### Directive
Put the stretch of entries below from the line containing "Practice step: locate the blue jeans" through the line containing "point(398, 459)" into a two-column CSV headed instruction and response, with one row per entry. Enclose each field in double quotes and replace any line breaks with spaces.

### Material provided
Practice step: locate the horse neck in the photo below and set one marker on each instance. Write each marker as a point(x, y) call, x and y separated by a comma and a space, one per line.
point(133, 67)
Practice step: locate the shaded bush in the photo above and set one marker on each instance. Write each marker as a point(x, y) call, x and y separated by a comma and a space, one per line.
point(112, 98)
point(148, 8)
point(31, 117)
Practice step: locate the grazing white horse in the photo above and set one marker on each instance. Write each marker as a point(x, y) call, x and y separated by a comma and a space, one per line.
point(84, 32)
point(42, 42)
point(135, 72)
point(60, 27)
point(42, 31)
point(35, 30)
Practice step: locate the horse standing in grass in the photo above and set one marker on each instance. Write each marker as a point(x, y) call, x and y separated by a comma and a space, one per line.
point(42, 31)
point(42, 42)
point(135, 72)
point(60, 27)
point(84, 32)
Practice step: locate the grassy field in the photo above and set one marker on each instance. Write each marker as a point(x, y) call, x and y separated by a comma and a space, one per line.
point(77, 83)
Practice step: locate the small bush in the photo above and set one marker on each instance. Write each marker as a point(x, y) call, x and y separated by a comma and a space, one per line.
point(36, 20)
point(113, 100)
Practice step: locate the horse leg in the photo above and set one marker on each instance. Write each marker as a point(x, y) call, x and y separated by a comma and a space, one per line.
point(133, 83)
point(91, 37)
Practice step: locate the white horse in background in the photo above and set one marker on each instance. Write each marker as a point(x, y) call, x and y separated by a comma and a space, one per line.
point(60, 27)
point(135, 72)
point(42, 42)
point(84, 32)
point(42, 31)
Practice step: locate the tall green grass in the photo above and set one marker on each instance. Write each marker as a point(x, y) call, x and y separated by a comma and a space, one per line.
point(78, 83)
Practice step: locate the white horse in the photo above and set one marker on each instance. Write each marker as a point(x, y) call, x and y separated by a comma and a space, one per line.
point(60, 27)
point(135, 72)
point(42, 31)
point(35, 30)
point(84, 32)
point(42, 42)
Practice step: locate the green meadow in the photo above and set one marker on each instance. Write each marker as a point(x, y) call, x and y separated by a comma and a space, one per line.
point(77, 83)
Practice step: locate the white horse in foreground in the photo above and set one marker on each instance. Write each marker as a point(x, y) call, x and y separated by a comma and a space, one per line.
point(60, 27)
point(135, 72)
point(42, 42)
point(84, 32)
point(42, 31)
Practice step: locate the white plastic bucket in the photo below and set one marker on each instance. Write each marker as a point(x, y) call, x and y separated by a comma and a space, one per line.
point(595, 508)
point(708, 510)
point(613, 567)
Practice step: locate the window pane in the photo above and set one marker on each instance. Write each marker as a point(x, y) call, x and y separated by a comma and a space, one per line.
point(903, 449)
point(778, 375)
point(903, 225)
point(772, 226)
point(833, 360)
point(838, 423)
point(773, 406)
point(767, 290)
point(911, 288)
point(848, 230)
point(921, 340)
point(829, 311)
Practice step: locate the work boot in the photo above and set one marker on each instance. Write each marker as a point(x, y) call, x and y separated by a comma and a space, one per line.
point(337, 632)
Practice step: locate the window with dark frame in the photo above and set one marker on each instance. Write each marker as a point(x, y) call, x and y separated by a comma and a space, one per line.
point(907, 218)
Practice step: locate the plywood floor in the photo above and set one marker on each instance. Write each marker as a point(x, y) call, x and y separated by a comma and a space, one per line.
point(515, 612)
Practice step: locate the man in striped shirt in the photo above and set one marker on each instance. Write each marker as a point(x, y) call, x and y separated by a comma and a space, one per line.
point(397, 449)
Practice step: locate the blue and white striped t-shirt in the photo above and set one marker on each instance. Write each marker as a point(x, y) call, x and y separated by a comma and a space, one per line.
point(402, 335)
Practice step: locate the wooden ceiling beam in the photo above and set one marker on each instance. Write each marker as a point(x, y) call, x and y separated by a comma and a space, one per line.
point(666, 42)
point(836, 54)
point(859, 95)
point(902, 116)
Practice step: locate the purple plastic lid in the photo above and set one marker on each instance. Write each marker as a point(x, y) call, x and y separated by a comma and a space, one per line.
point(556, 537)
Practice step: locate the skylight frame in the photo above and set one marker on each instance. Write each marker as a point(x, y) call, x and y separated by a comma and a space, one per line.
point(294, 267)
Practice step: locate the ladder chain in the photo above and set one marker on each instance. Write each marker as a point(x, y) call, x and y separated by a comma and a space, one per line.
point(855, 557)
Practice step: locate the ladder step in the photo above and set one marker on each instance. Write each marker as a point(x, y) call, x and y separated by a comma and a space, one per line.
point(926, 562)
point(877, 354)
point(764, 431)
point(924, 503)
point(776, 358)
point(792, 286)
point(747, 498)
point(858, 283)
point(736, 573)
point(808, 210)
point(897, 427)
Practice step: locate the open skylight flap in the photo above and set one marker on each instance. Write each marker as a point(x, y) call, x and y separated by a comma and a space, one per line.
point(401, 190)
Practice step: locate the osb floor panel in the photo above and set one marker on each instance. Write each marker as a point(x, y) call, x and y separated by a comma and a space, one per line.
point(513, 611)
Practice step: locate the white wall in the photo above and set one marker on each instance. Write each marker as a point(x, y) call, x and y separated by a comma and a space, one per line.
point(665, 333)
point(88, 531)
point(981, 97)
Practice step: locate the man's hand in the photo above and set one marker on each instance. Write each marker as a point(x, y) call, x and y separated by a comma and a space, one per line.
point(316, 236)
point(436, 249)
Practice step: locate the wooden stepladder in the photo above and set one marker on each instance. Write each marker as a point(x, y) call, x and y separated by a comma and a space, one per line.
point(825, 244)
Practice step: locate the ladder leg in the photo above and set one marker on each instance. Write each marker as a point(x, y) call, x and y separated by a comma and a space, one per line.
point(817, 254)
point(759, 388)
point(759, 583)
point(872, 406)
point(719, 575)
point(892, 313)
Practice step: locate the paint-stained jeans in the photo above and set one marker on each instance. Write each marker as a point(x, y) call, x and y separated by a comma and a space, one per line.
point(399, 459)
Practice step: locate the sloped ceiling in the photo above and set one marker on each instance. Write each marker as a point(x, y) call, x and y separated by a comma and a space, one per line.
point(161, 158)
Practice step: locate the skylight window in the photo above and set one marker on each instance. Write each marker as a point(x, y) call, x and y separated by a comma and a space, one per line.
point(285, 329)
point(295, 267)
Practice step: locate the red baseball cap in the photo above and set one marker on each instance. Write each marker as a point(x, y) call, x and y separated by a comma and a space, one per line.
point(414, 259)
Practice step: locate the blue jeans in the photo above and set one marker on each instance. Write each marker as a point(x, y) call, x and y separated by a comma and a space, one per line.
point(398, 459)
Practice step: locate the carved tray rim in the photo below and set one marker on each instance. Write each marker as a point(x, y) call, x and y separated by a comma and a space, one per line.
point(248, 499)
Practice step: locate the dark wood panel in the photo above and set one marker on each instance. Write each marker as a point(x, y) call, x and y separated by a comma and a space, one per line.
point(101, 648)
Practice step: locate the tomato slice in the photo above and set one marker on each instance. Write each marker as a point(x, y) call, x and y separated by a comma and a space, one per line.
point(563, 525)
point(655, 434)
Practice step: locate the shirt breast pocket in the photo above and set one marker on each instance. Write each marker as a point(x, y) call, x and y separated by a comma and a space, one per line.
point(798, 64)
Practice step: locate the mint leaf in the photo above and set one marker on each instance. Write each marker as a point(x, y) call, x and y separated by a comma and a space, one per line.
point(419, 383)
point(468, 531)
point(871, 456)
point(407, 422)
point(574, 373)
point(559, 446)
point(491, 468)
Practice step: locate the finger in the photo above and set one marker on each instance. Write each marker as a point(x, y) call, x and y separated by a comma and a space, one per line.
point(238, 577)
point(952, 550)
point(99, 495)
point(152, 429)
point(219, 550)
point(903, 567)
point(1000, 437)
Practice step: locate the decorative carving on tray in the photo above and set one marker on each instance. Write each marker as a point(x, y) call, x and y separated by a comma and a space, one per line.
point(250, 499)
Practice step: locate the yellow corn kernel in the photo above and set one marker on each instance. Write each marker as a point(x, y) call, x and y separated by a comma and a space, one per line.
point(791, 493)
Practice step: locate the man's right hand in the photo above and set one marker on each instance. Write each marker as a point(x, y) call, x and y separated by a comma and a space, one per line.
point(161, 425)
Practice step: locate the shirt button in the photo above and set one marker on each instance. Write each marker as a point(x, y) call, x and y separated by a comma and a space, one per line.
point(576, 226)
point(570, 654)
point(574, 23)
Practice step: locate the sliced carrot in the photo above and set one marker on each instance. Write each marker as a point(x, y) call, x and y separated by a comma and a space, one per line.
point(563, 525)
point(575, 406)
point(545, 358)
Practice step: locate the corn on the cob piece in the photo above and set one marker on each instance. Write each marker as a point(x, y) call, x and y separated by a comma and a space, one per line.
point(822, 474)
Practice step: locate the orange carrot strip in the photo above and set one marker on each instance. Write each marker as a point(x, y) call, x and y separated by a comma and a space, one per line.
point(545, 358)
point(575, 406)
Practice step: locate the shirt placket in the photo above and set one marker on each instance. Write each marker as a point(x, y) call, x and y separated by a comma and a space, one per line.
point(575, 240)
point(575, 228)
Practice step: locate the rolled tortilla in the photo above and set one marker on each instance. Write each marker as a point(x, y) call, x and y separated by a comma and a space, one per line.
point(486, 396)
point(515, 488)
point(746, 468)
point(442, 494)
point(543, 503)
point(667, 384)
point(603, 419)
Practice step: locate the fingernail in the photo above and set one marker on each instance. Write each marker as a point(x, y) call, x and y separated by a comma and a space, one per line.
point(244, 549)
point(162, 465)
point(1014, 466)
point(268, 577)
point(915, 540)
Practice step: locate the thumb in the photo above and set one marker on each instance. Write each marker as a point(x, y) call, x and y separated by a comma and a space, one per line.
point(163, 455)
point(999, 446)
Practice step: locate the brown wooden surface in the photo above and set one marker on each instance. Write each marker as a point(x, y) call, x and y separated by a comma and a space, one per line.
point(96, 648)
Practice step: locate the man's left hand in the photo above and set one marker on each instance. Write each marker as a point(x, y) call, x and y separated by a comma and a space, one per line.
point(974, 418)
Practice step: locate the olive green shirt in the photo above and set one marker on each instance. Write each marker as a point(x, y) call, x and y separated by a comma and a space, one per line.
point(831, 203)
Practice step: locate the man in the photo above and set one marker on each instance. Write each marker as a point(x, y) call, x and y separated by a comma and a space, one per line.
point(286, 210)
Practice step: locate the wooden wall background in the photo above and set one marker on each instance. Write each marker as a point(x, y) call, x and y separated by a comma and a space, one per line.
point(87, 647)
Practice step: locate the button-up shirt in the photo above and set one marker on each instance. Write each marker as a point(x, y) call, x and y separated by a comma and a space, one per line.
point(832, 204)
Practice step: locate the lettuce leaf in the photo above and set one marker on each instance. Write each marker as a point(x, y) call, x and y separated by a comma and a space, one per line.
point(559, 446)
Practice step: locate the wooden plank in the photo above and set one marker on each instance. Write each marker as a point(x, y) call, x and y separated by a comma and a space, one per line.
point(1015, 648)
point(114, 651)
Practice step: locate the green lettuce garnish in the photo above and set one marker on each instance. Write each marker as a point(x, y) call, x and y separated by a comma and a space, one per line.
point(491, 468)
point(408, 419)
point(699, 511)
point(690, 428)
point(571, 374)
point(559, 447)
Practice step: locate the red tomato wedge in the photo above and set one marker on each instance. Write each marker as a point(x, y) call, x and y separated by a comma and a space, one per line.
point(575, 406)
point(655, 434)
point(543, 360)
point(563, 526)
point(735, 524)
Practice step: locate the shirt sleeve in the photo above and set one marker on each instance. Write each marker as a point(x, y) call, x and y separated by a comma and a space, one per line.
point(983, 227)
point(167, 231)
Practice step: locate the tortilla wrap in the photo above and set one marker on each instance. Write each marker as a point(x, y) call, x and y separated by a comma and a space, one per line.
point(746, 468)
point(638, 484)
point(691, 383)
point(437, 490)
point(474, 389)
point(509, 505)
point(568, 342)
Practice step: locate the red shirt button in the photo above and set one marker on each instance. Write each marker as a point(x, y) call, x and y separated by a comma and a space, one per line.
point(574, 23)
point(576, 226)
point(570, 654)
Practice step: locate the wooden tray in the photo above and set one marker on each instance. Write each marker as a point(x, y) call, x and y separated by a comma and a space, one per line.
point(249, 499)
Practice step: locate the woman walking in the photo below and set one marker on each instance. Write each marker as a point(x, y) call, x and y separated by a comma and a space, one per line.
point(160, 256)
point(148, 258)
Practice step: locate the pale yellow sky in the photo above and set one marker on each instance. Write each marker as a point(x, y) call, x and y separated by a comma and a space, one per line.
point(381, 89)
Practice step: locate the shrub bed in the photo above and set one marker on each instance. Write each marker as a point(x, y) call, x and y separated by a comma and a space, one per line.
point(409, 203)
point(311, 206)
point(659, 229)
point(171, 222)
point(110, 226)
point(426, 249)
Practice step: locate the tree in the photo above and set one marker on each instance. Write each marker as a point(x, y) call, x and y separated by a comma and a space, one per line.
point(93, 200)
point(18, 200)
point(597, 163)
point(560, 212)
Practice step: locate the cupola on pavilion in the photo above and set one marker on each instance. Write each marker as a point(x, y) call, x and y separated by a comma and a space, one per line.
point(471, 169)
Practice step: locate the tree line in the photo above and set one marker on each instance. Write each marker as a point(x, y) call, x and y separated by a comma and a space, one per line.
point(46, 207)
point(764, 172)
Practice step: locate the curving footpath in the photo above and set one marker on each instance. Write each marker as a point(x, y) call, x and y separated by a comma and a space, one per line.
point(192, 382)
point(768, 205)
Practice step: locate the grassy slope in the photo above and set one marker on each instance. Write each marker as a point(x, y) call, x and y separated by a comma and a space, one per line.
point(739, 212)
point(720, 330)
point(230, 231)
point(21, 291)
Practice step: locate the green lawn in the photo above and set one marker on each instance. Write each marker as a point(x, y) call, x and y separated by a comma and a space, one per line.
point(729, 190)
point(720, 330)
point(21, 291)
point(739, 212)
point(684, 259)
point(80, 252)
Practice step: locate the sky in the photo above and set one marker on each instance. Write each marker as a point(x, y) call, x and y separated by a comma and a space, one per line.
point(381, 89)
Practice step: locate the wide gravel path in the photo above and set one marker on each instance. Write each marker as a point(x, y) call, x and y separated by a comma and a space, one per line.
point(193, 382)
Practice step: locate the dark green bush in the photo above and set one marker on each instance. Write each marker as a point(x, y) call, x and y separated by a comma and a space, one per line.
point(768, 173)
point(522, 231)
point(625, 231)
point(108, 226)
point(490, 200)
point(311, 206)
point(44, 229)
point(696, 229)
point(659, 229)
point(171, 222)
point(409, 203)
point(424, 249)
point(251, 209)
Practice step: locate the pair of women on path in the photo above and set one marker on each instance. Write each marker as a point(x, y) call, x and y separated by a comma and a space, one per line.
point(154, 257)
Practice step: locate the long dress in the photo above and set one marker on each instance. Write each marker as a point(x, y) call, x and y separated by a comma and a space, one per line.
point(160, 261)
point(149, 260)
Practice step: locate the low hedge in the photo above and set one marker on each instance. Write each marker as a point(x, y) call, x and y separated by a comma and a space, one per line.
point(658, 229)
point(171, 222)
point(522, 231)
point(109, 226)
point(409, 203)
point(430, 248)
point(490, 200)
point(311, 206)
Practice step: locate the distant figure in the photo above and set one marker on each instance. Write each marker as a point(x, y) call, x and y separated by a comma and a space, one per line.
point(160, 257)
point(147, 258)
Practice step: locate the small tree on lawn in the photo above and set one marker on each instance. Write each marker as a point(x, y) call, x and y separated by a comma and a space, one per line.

### Exercise output
instruction,response
"Practice step: locate the blue jeans in the photo above and set one marker on each instance. Write each marker as a point(x, y) call, x and y separated by a comma and a space, one per line.","point(398, 459)"